» **PROBLEM DESCRIPTION**
Pick up the article on Mourinho and Moyes at Manchester United after its last sentence and keep writing it.

» **TEXT BLOCK**
## BEGIN

Jose Mourinho arrived to talk in his flip-flops on Friday and looked as unencumbered as ever by the new managerial space he occupies.

His lip curled, in that Mourinho way, when he was asked if he had sought out David Moyes, one of his unsuccessful predecessors, for advice, before taking on this job. “No, David was not also a person that I asked for…” He offered no laurels for Sir Alex Ferguson, either. Had he thought when Ferguson retired four years ago how difficult it would be to follow the man? “Not really.”

As Mourinho flip-flopped off, having nonchalantly let off a few grenades and just about remembered to extend us a ‘Happy Christmas’, the overriding thought was how searingly different all this was to the excruciating defensiveness and dreadful tension of press conferences held here by Moyes, who returns to Manchester United on Boxing Day – with Sunderland - for the first time since he was sacked by the club, two years and eight months ago.

Moyes was 16 words into his inaugural press appearance as United manager when he mentioned Ferguson and though we did not know it that day – July 5, 2013 – his gauche deference foretold what we now know: that he was neither big nor bold enough to manage United. “I didn't get a chance to say ‘yes’ or ‘no’” he said in that first press conference. “I was told I was the next Manchester United manager by Sir Alex, and for me that was enough. As you can imagine, the blood drained from my face.”

Moyes has said in the years since his dismissal that he was not granted sufficient time or investment, though he also admits the scale of the club’s ambition in the transfer market was substantial. Ryan Giggs was put to work in the summer of 2013 to persuade his compatriot Gareth Bale to leave Tottenham Hotspur for United rather than Real Madrid and there was a period in early in Moyes’ second month in charge when the Welsh connection seemed to have a chance of working, with the Spanish club keeping Daniel Levy waiting.

## END

» **ENTRIES PROVIDED**

## BEGIN

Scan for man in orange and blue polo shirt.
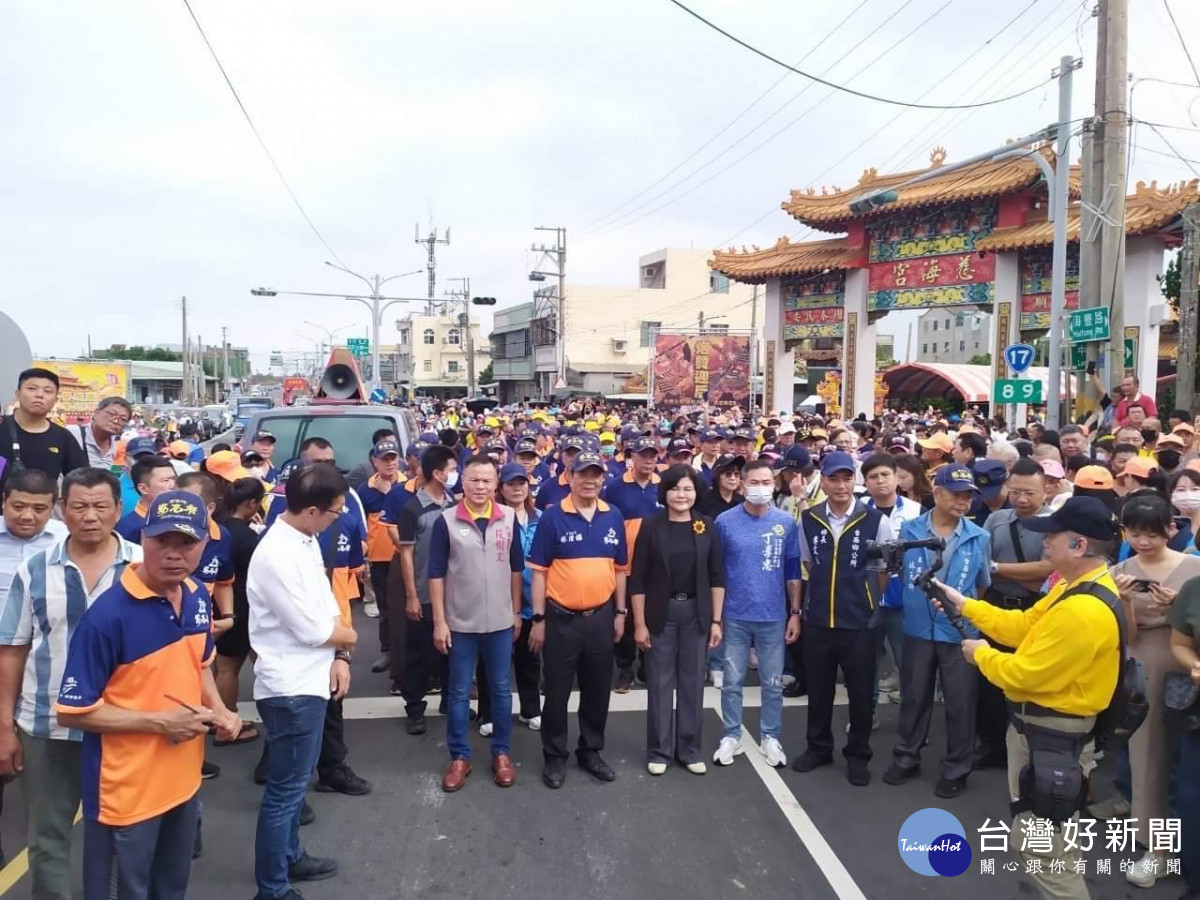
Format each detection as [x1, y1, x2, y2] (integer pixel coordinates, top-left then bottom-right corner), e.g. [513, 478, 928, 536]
[529, 450, 629, 788]
[55, 491, 241, 900]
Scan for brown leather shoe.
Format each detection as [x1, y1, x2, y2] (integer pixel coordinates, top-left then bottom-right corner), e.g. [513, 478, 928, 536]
[442, 760, 470, 793]
[492, 754, 517, 787]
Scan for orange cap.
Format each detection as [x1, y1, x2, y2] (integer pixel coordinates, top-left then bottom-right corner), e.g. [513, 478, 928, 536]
[1124, 456, 1158, 478]
[917, 432, 954, 454]
[1075, 466, 1112, 491]
[205, 450, 252, 481]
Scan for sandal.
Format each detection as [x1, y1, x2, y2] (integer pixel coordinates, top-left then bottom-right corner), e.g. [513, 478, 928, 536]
[212, 722, 258, 746]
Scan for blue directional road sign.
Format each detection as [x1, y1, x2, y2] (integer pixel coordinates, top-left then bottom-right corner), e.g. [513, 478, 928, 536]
[1004, 343, 1033, 374]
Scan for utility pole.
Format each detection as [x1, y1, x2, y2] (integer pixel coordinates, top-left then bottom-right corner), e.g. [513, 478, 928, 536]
[1099, 0, 1128, 397]
[179, 296, 190, 403]
[1075, 0, 1110, 404]
[221, 325, 230, 396]
[446, 278, 475, 398]
[413, 224, 450, 316]
[748, 284, 767, 413]
[1046, 56, 1082, 430]
[1175, 203, 1200, 415]
[529, 226, 566, 395]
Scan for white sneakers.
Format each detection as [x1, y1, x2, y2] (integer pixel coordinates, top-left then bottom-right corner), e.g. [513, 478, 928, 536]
[713, 737, 745, 766]
[758, 737, 787, 769]
[1126, 850, 1166, 888]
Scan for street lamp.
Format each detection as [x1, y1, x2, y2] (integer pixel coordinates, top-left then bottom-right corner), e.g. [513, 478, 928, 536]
[250, 270, 428, 388]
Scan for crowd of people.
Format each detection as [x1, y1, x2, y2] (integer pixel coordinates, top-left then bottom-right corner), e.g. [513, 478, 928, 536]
[0, 370, 1200, 900]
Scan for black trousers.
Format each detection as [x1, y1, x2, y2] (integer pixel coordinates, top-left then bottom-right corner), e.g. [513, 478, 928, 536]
[317, 697, 347, 780]
[800, 623, 880, 762]
[892, 635, 983, 779]
[371, 559, 391, 653]
[541, 601, 614, 762]
[401, 606, 450, 719]
[475, 619, 541, 724]
[386, 553, 410, 684]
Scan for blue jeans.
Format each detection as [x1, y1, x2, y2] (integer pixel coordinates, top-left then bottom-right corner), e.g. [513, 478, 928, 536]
[446, 628, 512, 760]
[254, 696, 329, 900]
[721, 618, 787, 740]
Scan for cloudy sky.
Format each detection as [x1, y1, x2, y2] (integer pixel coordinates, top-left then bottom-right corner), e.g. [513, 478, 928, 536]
[0, 0, 1200, 365]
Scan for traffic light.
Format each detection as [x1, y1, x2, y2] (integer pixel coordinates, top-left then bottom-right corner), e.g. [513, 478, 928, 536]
[850, 191, 900, 216]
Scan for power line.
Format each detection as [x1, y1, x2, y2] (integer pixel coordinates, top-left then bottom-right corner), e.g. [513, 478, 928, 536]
[670, 0, 1046, 109]
[580, 0, 954, 238]
[580, 0, 873, 233]
[1163, 0, 1200, 85]
[176, 0, 346, 265]
[1144, 122, 1200, 178]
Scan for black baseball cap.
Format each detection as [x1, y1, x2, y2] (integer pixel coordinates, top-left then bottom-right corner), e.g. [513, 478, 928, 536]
[1021, 497, 1121, 541]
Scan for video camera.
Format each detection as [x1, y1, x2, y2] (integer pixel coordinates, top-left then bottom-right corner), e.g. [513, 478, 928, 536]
[866, 538, 946, 575]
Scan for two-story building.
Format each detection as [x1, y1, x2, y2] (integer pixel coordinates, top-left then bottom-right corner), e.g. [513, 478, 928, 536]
[393, 312, 492, 397]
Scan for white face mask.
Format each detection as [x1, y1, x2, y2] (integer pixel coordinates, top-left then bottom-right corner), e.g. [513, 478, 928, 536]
[746, 485, 774, 506]
[1171, 490, 1200, 515]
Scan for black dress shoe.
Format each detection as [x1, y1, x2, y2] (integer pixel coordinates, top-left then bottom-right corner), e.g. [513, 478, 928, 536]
[883, 763, 920, 785]
[934, 778, 967, 800]
[317, 762, 371, 797]
[792, 750, 833, 772]
[578, 754, 617, 781]
[288, 853, 337, 881]
[846, 760, 871, 787]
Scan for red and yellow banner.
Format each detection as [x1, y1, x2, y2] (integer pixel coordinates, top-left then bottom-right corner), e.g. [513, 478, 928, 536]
[654, 332, 750, 409]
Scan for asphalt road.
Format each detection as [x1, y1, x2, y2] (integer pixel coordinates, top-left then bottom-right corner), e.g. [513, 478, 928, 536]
[0, 609, 1183, 900]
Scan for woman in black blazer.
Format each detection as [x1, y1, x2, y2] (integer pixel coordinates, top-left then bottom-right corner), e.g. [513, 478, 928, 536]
[629, 466, 725, 775]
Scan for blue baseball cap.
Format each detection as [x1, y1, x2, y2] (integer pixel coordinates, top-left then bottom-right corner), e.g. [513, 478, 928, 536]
[371, 438, 400, 458]
[821, 450, 856, 475]
[142, 491, 209, 541]
[125, 438, 158, 460]
[934, 466, 979, 493]
[974, 460, 1008, 500]
[571, 450, 604, 473]
[632, 434, 659, 454]
[500, 462, 529, 485]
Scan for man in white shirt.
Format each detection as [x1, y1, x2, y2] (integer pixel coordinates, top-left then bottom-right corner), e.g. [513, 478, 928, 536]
[246, 463, 358, 900]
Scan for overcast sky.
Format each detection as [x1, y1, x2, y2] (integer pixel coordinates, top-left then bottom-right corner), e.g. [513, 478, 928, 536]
[0, 0, 1200, 365]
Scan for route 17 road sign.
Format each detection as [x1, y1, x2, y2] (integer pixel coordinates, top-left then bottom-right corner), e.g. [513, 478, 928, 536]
[1004, 343, 1033, 374]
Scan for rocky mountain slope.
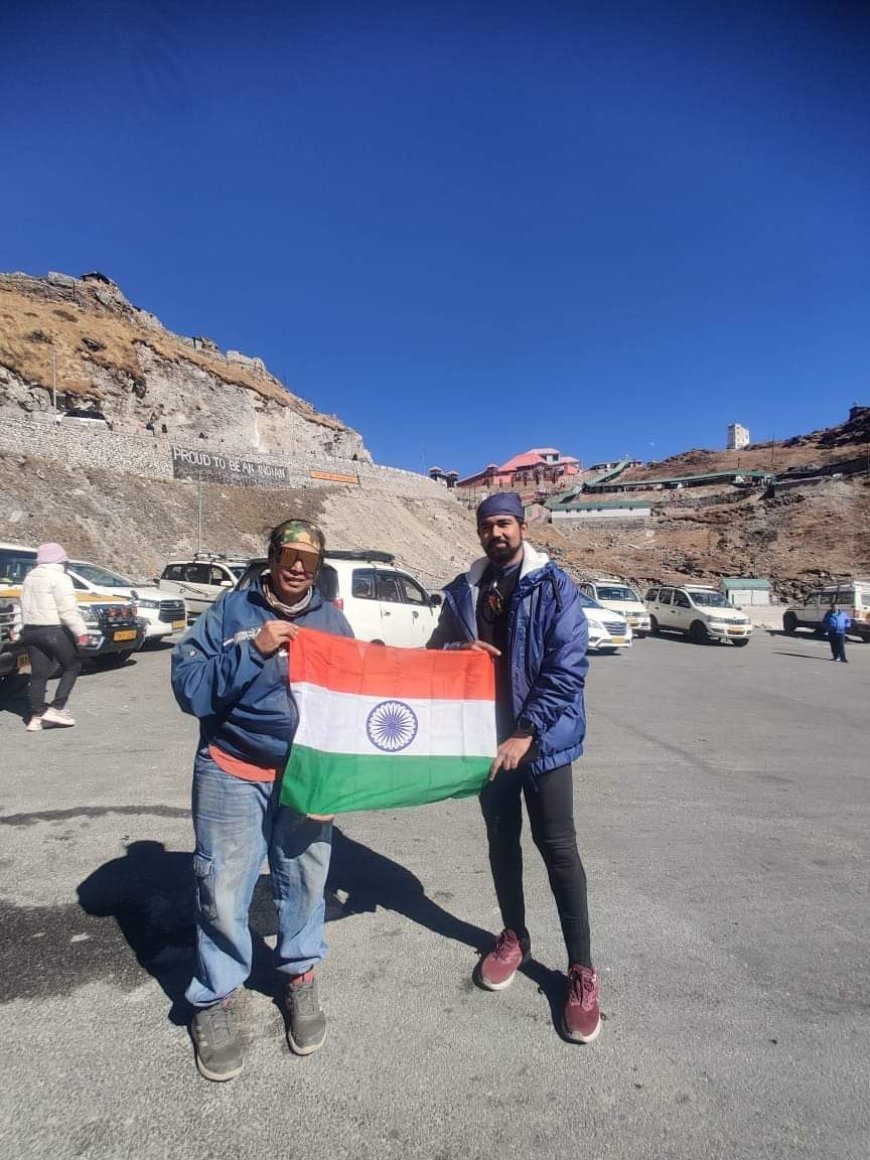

## END

» **EXERCISE RESPONSE**
The struggles of the big beast Louis van Gaal put Moyes’ travails into some perspective, once he had been shown the door. It was a year ago on Friday that Van Gaal marched out of his Carrington press conference with the words “Enjoy the wine and a mince pie. Goodbye” after four minutes and 58 seconds, because stories had circulated about his impending dismissal.


Yet Moyes had a far smaller mentality than even Van Gaal. He was so accustomed to spending every penny of Everton’s precious money so carefully that he when given the early chance to move for Thiago Alcantara in 2013 he didn’t take it. He said he wasn’t familiar enough with the player, so United embarked on a depressing wild goose chase for Cesc Fabregas instead. They ultimately pursued to deadline day only those players who Moyes knew inside out – Leighton Baines and Marouane Fellaini. Just one of them was prised from Goodison Park and the supporters’ scepticism about Fellaini is borne of what he represents: the Moyes era.

This sense of narrow horizons was deepened for United fans by Moyes’ utterances – from the claim that Liverpool were the ‘favourites’ against his own side, to the notion that United would be up against it when playing Newcastle United. The contrast with Mourinho’s pursuit of Paul Pogba, Zlatan Ibrahimovic and Henrikh Mkhitaryan could not be greater. He dithered in his team selections and tactical planning, too.

Moyes offered some interesting reflections on Friday about what he perceives as an unwelcome change at United in the years since Ferguson walked away. “Manchester United was a club with great traditions, tradition where they tended to pick British managers,” he said. “That tradition has now gone. They were a football club who enjoy traditions with the way they spent. They didn’t try to compete with all the other clubs. They did what they thought was the right thing to do and spent the right way. I can say that’s gone. There have been a few changes at Manchester United but that’s the way they have chosen to go.”

There he goes again. “They didn’t try to compete.” Enough to make most of the United faithful hold their heads in hands. Of course the club have competed in every sphere of football. Rio Ferdinand cost £30m in 2002.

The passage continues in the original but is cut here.